◆ Available records ◆

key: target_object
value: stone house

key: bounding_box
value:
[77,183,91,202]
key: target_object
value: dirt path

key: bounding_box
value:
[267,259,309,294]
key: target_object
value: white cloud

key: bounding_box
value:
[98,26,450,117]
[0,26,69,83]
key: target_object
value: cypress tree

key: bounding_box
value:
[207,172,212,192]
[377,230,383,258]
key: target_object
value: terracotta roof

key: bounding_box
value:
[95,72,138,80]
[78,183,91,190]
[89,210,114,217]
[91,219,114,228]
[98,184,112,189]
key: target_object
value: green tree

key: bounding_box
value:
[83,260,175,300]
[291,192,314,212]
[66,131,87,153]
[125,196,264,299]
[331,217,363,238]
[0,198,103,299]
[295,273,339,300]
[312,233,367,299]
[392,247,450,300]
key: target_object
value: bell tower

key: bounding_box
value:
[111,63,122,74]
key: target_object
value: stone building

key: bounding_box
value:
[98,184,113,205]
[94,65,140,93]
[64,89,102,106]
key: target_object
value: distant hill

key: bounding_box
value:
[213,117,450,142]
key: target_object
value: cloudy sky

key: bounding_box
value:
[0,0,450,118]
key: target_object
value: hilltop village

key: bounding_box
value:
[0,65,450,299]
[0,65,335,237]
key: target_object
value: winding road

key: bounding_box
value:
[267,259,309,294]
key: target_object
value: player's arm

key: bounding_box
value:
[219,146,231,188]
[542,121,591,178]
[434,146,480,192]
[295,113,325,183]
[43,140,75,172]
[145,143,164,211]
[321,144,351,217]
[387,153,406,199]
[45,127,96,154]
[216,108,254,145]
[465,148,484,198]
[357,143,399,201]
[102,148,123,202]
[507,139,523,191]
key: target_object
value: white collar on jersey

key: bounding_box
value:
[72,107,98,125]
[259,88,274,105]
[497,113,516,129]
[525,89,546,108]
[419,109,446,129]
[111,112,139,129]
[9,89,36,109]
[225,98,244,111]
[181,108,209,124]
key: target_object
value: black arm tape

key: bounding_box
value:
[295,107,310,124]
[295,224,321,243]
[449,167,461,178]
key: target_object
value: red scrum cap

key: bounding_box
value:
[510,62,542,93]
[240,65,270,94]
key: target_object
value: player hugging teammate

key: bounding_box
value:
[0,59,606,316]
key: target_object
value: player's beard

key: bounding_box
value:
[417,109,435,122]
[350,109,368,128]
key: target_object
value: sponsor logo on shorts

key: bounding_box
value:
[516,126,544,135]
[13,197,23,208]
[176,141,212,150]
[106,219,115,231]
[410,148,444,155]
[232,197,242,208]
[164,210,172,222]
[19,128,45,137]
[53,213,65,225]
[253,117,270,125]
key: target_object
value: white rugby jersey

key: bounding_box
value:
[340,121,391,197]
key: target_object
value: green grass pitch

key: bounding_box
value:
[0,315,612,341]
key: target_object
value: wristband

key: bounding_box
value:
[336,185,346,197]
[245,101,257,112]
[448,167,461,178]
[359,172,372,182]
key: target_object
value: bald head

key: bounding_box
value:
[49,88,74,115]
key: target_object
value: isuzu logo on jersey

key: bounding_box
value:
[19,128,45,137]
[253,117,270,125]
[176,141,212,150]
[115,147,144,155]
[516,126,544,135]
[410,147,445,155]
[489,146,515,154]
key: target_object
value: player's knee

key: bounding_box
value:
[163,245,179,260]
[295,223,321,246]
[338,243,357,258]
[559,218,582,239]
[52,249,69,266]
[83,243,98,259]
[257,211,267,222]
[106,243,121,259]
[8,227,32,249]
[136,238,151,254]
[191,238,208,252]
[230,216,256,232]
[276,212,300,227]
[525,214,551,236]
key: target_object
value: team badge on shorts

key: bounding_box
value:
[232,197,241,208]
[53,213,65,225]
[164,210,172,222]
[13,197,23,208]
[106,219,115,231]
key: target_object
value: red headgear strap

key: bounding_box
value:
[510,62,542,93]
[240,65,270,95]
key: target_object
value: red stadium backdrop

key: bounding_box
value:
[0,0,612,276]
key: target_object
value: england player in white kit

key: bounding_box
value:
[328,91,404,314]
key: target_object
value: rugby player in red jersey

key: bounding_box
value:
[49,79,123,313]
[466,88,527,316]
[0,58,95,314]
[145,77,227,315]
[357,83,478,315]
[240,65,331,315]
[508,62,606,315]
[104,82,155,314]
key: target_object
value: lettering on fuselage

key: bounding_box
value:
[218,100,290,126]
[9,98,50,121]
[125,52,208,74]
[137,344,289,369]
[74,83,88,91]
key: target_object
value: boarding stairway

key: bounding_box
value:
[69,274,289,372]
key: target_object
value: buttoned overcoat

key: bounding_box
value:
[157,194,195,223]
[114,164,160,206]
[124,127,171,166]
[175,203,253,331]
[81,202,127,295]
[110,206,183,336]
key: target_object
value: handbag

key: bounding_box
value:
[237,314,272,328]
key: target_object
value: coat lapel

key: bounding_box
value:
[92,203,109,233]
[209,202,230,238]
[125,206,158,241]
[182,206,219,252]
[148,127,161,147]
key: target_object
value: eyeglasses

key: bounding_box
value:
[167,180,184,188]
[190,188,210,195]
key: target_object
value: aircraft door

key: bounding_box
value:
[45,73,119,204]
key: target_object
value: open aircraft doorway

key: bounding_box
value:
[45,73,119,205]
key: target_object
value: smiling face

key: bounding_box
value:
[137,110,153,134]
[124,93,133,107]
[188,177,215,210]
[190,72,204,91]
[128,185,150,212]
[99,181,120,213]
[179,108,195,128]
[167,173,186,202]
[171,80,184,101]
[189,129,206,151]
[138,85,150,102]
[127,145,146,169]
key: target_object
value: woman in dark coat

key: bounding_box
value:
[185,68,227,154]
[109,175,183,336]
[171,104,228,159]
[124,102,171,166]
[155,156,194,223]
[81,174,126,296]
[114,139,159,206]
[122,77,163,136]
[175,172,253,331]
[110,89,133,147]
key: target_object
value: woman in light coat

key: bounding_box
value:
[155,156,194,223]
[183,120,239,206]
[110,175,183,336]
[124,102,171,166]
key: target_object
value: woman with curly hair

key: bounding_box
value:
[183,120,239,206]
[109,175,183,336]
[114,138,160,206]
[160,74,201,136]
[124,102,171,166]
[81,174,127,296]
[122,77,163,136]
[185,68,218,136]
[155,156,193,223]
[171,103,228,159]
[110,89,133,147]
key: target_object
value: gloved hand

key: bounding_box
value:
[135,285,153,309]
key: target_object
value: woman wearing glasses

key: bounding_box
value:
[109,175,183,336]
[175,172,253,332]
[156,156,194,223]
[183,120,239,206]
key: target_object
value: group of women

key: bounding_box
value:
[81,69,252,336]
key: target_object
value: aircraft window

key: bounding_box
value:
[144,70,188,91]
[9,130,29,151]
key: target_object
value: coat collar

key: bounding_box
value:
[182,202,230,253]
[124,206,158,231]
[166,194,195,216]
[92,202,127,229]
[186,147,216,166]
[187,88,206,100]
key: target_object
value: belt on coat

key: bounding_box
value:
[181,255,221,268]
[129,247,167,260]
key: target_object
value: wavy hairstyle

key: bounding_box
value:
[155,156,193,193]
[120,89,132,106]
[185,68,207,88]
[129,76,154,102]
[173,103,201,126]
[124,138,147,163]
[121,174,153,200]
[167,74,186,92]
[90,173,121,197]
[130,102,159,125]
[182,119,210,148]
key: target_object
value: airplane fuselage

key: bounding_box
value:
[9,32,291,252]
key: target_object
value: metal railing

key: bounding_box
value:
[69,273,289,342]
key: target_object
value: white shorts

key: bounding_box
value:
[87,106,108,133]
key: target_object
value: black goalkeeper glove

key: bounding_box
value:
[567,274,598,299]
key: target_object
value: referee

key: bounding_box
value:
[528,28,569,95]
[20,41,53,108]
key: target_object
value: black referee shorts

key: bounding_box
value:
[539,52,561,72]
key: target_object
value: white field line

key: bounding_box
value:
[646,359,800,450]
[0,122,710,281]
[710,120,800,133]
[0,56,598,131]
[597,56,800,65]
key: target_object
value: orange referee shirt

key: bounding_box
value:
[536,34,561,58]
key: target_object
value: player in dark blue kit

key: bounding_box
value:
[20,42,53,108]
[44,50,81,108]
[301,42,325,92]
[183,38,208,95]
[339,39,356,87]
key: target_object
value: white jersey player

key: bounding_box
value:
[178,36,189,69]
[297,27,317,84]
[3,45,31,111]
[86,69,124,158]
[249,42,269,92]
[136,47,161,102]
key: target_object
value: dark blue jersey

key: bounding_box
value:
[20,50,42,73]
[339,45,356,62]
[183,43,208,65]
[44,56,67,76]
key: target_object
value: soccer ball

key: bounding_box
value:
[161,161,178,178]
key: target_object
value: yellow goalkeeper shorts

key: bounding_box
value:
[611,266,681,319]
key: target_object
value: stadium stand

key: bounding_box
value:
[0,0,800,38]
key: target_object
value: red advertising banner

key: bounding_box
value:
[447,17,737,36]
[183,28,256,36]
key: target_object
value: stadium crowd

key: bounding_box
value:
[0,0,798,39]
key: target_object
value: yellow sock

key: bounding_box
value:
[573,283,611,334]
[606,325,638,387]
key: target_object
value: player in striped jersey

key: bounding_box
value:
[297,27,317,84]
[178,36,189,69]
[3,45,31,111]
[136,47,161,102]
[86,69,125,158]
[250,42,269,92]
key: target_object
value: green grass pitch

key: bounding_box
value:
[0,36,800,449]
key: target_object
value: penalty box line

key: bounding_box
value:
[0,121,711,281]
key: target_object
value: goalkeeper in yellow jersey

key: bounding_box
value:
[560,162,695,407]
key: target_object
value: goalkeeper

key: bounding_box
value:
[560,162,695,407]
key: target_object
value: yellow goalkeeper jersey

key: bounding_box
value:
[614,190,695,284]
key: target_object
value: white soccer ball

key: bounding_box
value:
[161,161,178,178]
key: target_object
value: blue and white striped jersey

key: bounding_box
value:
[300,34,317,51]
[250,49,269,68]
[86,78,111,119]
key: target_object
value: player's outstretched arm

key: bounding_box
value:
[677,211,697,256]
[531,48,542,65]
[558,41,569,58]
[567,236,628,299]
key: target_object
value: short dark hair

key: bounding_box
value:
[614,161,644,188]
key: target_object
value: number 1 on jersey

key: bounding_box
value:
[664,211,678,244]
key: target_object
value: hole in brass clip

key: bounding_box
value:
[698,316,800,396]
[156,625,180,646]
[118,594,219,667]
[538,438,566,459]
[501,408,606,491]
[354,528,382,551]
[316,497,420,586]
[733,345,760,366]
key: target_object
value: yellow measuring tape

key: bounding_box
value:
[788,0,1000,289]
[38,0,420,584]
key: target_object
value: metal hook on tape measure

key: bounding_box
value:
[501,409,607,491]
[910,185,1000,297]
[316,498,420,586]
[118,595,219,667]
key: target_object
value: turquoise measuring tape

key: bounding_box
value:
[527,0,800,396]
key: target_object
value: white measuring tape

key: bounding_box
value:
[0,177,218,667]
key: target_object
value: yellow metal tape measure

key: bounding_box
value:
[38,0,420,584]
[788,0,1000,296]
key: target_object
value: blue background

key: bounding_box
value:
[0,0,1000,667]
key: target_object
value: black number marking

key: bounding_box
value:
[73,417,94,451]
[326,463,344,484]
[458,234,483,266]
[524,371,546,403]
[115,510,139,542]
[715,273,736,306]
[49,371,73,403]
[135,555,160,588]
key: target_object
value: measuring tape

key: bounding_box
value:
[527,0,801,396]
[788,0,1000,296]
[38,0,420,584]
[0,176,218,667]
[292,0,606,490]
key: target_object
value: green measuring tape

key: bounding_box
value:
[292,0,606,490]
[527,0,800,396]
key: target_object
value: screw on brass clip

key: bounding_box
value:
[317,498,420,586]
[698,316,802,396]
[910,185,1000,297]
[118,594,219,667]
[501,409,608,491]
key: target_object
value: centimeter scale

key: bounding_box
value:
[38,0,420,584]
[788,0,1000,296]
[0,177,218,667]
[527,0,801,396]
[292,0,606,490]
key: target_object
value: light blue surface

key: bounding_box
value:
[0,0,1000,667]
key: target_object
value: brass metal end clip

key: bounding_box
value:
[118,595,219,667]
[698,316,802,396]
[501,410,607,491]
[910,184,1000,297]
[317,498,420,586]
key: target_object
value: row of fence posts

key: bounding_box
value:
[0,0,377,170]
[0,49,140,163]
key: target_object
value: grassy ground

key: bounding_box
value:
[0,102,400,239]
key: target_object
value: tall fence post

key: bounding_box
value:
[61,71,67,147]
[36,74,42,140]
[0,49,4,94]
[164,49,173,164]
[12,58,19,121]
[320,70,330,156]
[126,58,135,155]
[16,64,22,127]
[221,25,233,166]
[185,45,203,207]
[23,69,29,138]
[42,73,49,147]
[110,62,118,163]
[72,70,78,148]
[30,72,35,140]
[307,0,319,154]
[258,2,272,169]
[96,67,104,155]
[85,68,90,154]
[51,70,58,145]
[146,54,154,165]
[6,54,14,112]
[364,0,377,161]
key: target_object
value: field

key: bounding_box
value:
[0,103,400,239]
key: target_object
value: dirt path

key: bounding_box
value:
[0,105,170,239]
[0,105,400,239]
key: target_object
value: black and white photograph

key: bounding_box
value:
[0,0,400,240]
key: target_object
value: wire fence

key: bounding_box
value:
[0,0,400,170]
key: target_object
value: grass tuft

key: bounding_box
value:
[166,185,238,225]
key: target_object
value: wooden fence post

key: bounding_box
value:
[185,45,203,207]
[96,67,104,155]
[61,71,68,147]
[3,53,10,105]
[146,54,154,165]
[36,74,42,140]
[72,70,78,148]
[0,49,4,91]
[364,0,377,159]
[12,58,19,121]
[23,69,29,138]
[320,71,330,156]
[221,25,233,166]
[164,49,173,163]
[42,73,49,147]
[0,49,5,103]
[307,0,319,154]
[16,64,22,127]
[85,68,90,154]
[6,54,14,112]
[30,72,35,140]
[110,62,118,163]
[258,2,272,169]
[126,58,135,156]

◆ Exercise directions ◆
Copy the records above verbatim, from their first line through the line that contains "[377,230,383,258]", with both of those lines included.

◆ Written answer ◆
key: target_object
value: stone house

key: bounding_box
value:
[77,183,91,202]
key: target_object
value: dirt path

key: bounding_box
value:
[267,259,309,294]
key: target_object
value: white cloud

key: bounding_box
value:
[98,26,450,117]
[0,26,69,83]
key: target_object
value: cypress tree

key: bounding_box
value:
[207,172,212,192]
[377,230,383,258]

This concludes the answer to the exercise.